◆ **EXCERPTED TEXT**
---
At Forgotten NY, it’s been awhile since we settled into Thoreauvian mode and visited a part of town that in no way resembles the horn-honking, jolt-cola, cell-phone-yapping rest of town, got away from it all and, if not communed with nature, at least bowed our heads and let it believe it’s the true master.
A 20-minute ferry ride and then, a half hour ride on the Staten Island Railway, though, deposits you in a former small town and present-day neighborhood of Annadale, and from there a short walk down Poillon (that’s “pooyon”) Avenue , which is, believe it or not, one of the main drags, and you’re at the flowery gate of the Blue Heron Park Reserve.
Poillon Avenue at the park gate entrance.
ForgottenFans Dan Theisen and Kelly Hagstrand have identified these as purple coneflowers.
Blue Heron Park, in Staten Island’s southwest corner, is only one in a series of reserves known as the Bluebelt. Others include Long Pond, Lemon Creek, Jack’s Pond, Kingfisher Pond and Wood Duck Pond.
This part of Staten Island is a wetland, and ill-conceived cookie cutter housing has contributed to flooding problems in this part of town.
---
◆ **YOUR TASKS**
a: According to the Blue Heron Park text, what kind of flowers did two ForgottenFans identify?
b: Pick up the Blue Heron Park text after its last sentence and keep writing in the same voice.
The items after this aren't needed for anything here.
---
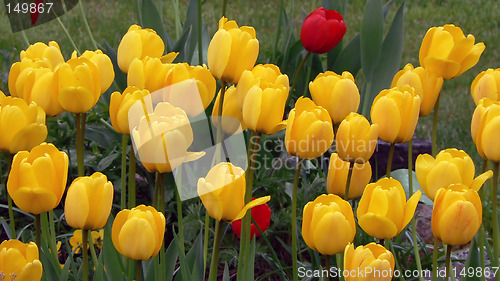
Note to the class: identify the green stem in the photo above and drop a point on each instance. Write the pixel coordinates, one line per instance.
(85, 239)
(80, 136)
(296, 77)
(215, 254)
(496, 230)
(434, 260)
(86, 23)
(416, 251)
(123, 194)
(131, 179)
(448, 261)
(38, 232)
(389, 160)
(434, 128)
(139, 269)
(348, 182)
(294, 221)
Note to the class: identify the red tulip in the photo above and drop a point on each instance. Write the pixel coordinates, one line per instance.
(322, 30)
(262, 216)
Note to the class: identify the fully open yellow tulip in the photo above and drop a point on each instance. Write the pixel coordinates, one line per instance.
(328, 224)
(37, 178)
(450, 166)
(19, 261)
(383, 211)
(457, 214)
(88, 202)
(138, 233)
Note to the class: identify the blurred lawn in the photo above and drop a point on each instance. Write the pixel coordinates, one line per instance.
(109, 20)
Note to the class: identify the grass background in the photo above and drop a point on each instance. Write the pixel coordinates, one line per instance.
(109, 20)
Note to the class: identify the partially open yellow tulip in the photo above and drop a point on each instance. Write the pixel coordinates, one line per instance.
(328, 224)
(457, 214)
(222, 192)
(450, 166)
(138, 233)
(37, 178)
(383, 211)
(19, 261)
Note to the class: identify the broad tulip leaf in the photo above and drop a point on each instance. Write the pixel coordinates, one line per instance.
(372, 31)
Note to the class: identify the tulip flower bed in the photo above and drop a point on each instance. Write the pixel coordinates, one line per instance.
(217, 155)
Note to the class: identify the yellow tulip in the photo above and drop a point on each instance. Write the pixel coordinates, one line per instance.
(396, 112)
(232, 50)
(104, 66)
(446, 52)
(373, 260)
(37, 178)
(19, 261)
(328, 224)
(356, 139)
(88, 202)
(232, 118)
(426, 85)
(138, 233)
(309, 131)
(264, 76)
(485, 129)
(78, 85)
(138, 43)
(336, 93)
(486, 85)
(149, 73)
(163, 137)
(191, 88)
(457, 214)
(337, 177)
(119, 106)
(22, 125)
(383, 211)
(222, 192)
(50, 54)
(451, 166)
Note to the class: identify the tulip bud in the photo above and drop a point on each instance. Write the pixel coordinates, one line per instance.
(322, 30)
(88, 202)
(37, 179)
(425, 84)
(356, 139)
(232, 50)
(232, 118)
(326, 217)
(119, 106)
(138, 43)
(486, 85)
(457, 214)
(19, 261)
(337, 177)
(369, 262)
(138, 233)
(78, 85)
(309, 131)
(261, 215)
(336, 93)
(383, 211)
(222, 192)
(446, 52)
(22, 125)
(396, 113)
(451, 166)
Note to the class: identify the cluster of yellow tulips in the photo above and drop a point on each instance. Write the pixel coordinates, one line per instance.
(42, 85)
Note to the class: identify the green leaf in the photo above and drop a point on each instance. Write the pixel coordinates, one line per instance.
(372, 31)
(151, 19)
(402, 176)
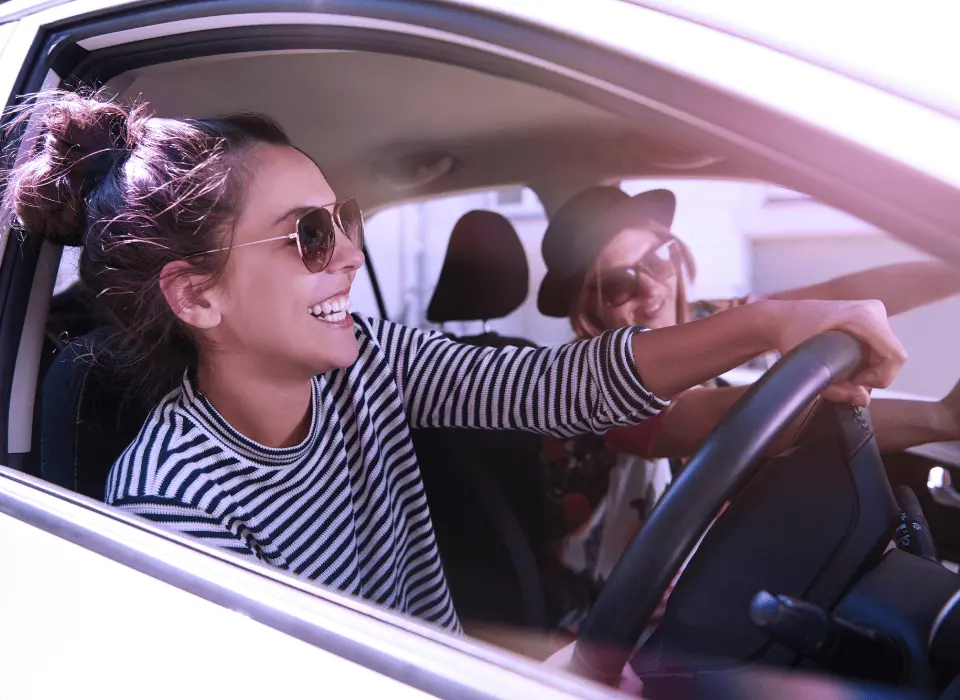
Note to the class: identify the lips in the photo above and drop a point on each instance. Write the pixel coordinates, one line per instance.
(651, 310)
(335, 309)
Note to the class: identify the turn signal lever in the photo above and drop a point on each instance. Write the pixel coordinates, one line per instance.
(812, 632)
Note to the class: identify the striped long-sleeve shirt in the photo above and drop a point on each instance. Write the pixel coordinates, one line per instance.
(346, 507)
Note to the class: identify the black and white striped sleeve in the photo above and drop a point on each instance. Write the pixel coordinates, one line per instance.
(225, 533)
(588, 386)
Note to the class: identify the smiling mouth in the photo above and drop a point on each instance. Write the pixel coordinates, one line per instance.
(336, 309)
(652, 311)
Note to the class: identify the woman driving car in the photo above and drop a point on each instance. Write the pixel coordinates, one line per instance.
(224, 260)
(613, 262)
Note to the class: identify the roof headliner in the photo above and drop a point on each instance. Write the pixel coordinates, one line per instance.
(357, 113)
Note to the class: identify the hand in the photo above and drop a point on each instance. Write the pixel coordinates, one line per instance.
(795, 322)
(629, 681)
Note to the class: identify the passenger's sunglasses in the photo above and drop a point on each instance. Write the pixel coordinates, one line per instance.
(617, 286)
(316, 233)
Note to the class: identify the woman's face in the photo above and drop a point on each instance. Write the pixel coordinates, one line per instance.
(654, 302)
(266, 295)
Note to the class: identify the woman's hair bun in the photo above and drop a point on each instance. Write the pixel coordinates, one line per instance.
(83, 139)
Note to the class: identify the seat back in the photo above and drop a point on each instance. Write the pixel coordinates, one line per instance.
(87, 418)
(484, 487)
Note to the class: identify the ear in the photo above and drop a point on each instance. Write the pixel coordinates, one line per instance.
(188, 297)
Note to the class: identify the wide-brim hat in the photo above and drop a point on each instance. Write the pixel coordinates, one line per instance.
(580, 230)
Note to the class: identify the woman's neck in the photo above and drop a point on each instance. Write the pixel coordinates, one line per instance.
(272, 411)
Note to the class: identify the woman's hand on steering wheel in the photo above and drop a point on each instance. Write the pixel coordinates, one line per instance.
(796, 321)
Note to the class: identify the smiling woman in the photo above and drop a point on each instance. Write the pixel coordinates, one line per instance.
(283, 429)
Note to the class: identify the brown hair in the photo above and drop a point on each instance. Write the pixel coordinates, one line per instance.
(583, 316)
(136, 193)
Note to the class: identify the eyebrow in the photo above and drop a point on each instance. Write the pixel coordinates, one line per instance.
(296, 211)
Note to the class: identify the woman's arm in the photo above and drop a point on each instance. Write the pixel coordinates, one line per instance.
(616, 378)
(900, 287)
(898, 424)
(673, 359)
(582, 387)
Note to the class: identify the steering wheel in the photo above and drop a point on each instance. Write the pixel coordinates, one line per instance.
(723, 465)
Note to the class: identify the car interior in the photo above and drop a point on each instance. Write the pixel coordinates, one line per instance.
(812, 525)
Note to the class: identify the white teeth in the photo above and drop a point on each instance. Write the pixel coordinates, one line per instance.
(332, 309)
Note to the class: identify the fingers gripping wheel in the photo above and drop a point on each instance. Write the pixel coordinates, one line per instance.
(725, 463)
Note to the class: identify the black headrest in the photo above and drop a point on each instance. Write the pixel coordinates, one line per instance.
(484, 274)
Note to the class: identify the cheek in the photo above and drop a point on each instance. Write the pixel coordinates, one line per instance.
(258, 293)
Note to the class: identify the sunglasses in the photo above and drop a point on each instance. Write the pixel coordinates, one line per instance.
(316, 233)
(617, 286)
---
◆ **ANSWERS TO THE PROBLEMS**
a: Purple coneflowers.

b:
Blue Heron Pond Park has six separate ponds, including two large ones, which are frequented by the blue herons of the park’s title. Your webmaster didn’t see any of the elusive birds, but saw plenty of other things you wouldn’t otherwise see in New York City.
Set off along the trail next to the Heron Pond visitors center (which was closed the day Forgotten was there). The trees along this path are mostly red maples and ash, though you occasionally see sweet and sour gum trees as well.
If you follow the trail straight ahead (without following the divergent gallery to the left) you will soon find yourself…
…alongside Spring Pond, the largest pond in the park, and favorite blue heron haunt. Water lilies blossom along Poillon Avenue.
Double back over the boardwalk that takes the trail over Spring Pond, and take the path that diverges from the first path discussed earlier. This takes you over Poillon Avenue and into the heart of the park.
A short wooden bridge takes you over a brook.
Continue along the path, into the heart of the park, straight ahead. It’s a little hilly. This part of the pond is dominated by tulip trees and oaks, which grow nearly straight up. Native Americans used these trees to make longboats.
When you have forged ahead for about 800 feet you will reach a T. Turn right here, and walk toward the traffic noise. We will be close to busy Hylan Boulevard, but won’t have to cross it.
Follow another wooden bridge across the brook again. You will reach some high red brookbanks.
This giant oak (right), now fallen, stood here at least 300 years, and saw Verrazano, Washington, Lincoln, FDR, Ed Koch and Al Sharpton. Just recently, it met its demise.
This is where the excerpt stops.